__EXERCISE REQUIREMENTS__
Repeat every one of the records below word for word, without changing anything.

━━━ DATASET RECORDS ━━━

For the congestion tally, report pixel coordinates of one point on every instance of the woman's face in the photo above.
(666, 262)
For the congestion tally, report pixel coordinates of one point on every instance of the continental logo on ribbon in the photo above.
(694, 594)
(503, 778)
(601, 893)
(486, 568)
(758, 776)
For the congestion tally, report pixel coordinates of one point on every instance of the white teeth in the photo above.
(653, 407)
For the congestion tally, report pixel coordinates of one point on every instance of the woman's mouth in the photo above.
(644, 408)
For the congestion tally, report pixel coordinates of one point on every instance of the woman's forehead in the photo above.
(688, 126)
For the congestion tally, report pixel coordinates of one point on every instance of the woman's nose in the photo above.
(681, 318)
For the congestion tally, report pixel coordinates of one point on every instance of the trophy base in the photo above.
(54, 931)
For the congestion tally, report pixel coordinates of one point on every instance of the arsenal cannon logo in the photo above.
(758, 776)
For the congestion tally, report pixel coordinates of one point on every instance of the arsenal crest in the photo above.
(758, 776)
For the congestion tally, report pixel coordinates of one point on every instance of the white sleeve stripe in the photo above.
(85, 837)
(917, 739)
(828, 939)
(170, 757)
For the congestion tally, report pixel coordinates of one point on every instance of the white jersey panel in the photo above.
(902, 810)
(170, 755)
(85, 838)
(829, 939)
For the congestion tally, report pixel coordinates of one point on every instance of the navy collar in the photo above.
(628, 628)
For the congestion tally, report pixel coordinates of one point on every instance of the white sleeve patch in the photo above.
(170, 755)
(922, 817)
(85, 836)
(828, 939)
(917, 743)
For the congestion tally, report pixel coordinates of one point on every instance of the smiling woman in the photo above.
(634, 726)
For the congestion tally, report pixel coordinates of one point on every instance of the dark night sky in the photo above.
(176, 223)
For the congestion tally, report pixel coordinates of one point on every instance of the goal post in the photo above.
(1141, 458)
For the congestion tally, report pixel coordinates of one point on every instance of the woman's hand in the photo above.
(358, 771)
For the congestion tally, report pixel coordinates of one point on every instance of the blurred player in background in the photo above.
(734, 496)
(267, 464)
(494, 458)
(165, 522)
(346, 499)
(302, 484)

━━━

__THE RESPONSE__
For the congestion tally, report pixel coordinates of one point on every instance of the woman's face in the photo above.
(666, 262)
For the congestion tally, report pixel coordinates of one point on every instance of the continental logo on ribbon in the photo above.
(694, 594)
(503, 778)
(601, 893)
(486, 568)
(758, 776)
For the congestion tally, report pixel coordinates of one point on every instance of the white teeth in the photo above.
(653, 407)
For the congestion tally, report pixel coordinates of one point on every instance of the woman's mouth in the photo above.
(644, 408)
For the congestion tally, report pixel coordinates of one point on every instance of the woman's forehead in the photo above.
(688, 126)
For the congestion tally, report pixel coordinates of one point on every instance of the woman's nose in the photo above.
(681, 318)
For the congestion tally, report pixel coordinates of one point on every instance of the trophy base in the photo above.
(54, 931)
For the congestion tally, report pixel coordinates of one point on every instance of the arsenal cannon logo in the photo above.
(758, 776)
For the congestion tally, report pixel coordinates of one point on every instance of the arsenal crest in the photo above.
(758, 776)
For the congestion tally, report pixel coordinates of one point on every instance of the white sleeve stripe in the photo above.
(85, 837)
(917, 739)
(828, 939)
(170, 757)
For the congestion tally, report pixel coordinates of one point on every instance of the white jersey panel in the photo above.
(902, 810)
(170, 755)
(85, 838)
(829, 939)
For the congestion tally, report pixel coordinates of one point on every instance of the navy collar in the photo above.
(628, 628)
For the congestion tally, report pixel coordinates of one point on every instance of the white sleeve patch in the photo above.
(170, 755)
(922, 817)
(85, 836)
(828, 939)
(917, 743)
For the congestion tally, report pixel coordinates of one point on every instance of the smiling woman in the photo above.
(634, 726)
For the congestion tally, report pixel coordinates of one point on every instance of the dark night sky in the photo above.
(176, 223)
For the congestion tally, report pixel coordinates of one point on every instance of the goal post in the photo above.
(1141, 458)
For the congestion tally, report pixel coordinates of one point on every instance of the woman's hand in the photo above.
(358, 771)
For the congestion tally, report pixel coordinates of one point on every instance of the blurred player in background in the photo above.
(734, 496)
(267, 464)
(494, 458)
(165, 522)
(346, 499)
(302, 484)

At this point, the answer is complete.